■ Do this:
Reproduce the data below in full and exclude every picture.

··· Data for this task ···

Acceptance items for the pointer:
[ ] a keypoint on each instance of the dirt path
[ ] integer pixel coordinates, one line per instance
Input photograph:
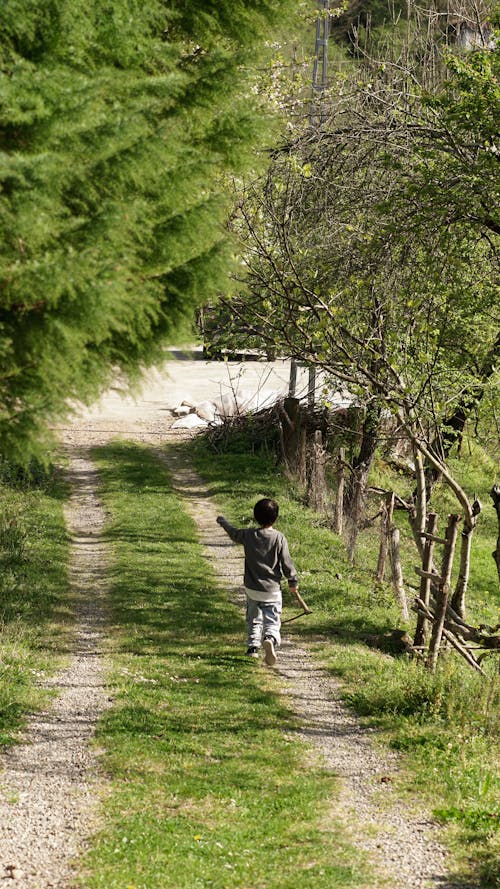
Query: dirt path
(403, 845)
(53, 777)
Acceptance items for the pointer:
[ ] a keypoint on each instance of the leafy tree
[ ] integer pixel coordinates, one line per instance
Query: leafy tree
(118, 121)
(372, 248)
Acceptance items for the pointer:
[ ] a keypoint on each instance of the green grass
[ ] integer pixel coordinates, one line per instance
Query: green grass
(208, 785)
(34, 612)
(446, 726)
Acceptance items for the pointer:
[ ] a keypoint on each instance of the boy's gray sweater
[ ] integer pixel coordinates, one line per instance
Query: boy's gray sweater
(267, 557)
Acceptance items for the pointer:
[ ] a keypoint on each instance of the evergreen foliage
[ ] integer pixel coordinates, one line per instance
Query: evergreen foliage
(118, 120)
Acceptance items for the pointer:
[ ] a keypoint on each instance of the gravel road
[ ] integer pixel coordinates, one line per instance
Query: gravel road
(50, 785)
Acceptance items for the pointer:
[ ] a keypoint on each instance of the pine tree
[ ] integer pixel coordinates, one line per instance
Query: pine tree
(118, 122)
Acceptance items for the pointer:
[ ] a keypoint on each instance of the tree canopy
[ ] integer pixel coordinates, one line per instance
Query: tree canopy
(118, 120)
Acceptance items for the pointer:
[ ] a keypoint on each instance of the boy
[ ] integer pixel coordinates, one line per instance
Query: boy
(267, 560)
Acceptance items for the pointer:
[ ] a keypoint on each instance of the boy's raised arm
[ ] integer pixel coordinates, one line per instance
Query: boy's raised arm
(236, 534)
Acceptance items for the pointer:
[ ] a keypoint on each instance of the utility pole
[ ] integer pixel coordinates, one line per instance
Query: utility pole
(320, 66)
(316, 116)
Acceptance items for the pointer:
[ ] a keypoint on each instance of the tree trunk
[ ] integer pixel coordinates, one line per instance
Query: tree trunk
(418, 516)
(495, 496)
(443, 591)
(385, 528)
(339, 502)
(316, 479)
(293, 439)
(354, 500)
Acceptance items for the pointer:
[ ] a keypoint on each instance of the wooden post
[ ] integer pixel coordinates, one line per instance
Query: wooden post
(385, 527)
(311, 391)
(293, 439)
(443, 591)
(425, 582)
(339, 501)
(316, 481)
(397, 573)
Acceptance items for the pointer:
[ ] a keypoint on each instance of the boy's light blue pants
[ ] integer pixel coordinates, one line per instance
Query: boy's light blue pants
(263, 619)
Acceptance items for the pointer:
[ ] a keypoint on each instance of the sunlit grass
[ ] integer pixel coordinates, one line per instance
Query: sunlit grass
(34, 610)
(208, 785)
(446, 725)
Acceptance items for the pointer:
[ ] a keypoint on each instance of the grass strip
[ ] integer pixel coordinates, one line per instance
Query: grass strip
(446, 726)
(34, 610)
(208, 783)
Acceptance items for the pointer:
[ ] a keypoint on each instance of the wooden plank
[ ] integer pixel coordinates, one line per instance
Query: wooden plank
(432, 537)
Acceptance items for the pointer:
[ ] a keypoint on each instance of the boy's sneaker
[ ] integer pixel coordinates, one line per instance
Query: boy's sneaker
(269, 652)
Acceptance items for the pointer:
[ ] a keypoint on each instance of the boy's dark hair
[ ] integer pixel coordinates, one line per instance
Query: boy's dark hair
(266, 511)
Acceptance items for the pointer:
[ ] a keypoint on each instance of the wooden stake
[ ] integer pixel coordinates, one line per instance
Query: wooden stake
(339, 502)
(397, 573)
(425, 582)
(443, 591)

···

■ Final result:
Acceptance items for the pointer:
[ ] a keypoint on each instance of the dirt path
[ ] integer pixel coordinates, one line per instance
Input photograph:
Query: dirt path
(403, 845)
(53, 777)
Acceptance items for the pointer:
[ ] a keypoint on each instance of the leafy tree
[ ] integer pixel coordinates, one line per instance
Query: leafy tree
(118, 121)
(372, 248)
Acceptance items for the pointer:
[ ] a keypoint on each instance of the green grass
[ ] integer pixel coordinates, one line per instance
Query: green grass
(208, 785)
(34, 612)
(446, 726)
Acceptance items for the pointer:
[ ] a keypoint on each instance of the boy's gray sweater
[ ] integer pixel coordinates, one line per instance
Query: boy's gray sweater
(267, 557)
Acceptance items for the pointer:
[ ] a keypoint on each instance of the evergreen foliage
[ ] integer pixel coordinates, one line per instance
Query: evergreen foliage
(118, 120)
Acceptance items for the pointer:
[ ] a keypoint on each instance of the gravel road
[ ] integer pixel coordinates, one line per instance
Query: gravel road
(50, 785)
Acceptance items for the pointer:
[ ] a keypoint on each instance of the pine tree
[ ] integer pixel coordinates, one line per instance
Query: pine tree
(118, 122)
Acceptance items for the pointer:
[ ] a keypoint on each instance of the tree canopy
[ ] integer pixel coordinates, one line per instance
Query: tree canopy
(118, 120)
Acceptance items for the pointer:
[ ] a keypoint on each instance of the boy
[ ] integer pixel coordinates, one line per instance
Query: boy
(267, 560)
Acceptance items for the pointer:
[ ] a keypoint on each instance of the boy's raised arm
[ ] integer pixel coordinates, one line per instance
Query: boy's raised arm
(236, 534)
Acceptance items for the pointer:
[ ] a keypoint on each instance of the utility pole
[ ] integer pixel coordinates, one line per instance
Query: utility pole
(320, 66)
(316, 116)
Acceptance items for the pointer:
[ ] a keypoint on each instance of the tree trunk
[ ] integer pixel coordinates, one line per instance
Query: tree trunk
(418, 516)
(495, 496)
(443, 591)
(385, 528)
(339, 502)
(316, 479)
(293, 439)
(354, 500)
Acceptance items for the pointer:
[ ] a keypoint on each instance of the wooden post
[ ] integer pixel coordinates, one line per instance
Query: wooden post
(385, 527)
(311, 391)
(293, 439)
(443, 591)
(425, 582)
(339, 501)
(316, 481)
(397, 573)
Acceptance items for the pointer:
[ ] a keypoint on each instance of the boy's light blue pants
[ ] integer pixel coordinates, one line per instance
Query: boy's light blue pants
(263, 619)
Acceptance items for the pointer:
[ ] a keypoint on each instance of the sunlit grass
[ ] integer pixel coordinates, one line per instance
Query: sunlit grass
(34, 610)
(208, 785)
(446, 725)
Acceptance items for the pointer:
[ ] a keypoint on each instance of the grass strip
[ ] integer pixel coordinates, one line per instance
Query: grass strip
(446, 726)
(34, 610)
(208, 783)
Acceptance items for the pointer:
[ ] a keypoint on each instance of the wooden plank
[ ] integer pixel coordinates, one line per instance
Query: wooden plank
(432, 537)
Acceptance items for the pointer:
[ ] a keypoint on each instance of the boy's sneaker
[ ] integer pixel coordinates, one line per instance
Query: boy's sneaker
(269, 652)
Acceptance items for the pointer:
[ ] a keypoint on each instance of the boy's dark hair
[ ] integer pixel coordinates, one line per instance
Query: boy's dark hair
(266, 511)
Acceptance items for the pointer:
[ ] a keypoint on each instance of the wooden stake
[ ] integer pixel coordinates, one line per instance
Query: wooden stake
(339, 502)
(397, 573)
(425, 582)
(443, 591)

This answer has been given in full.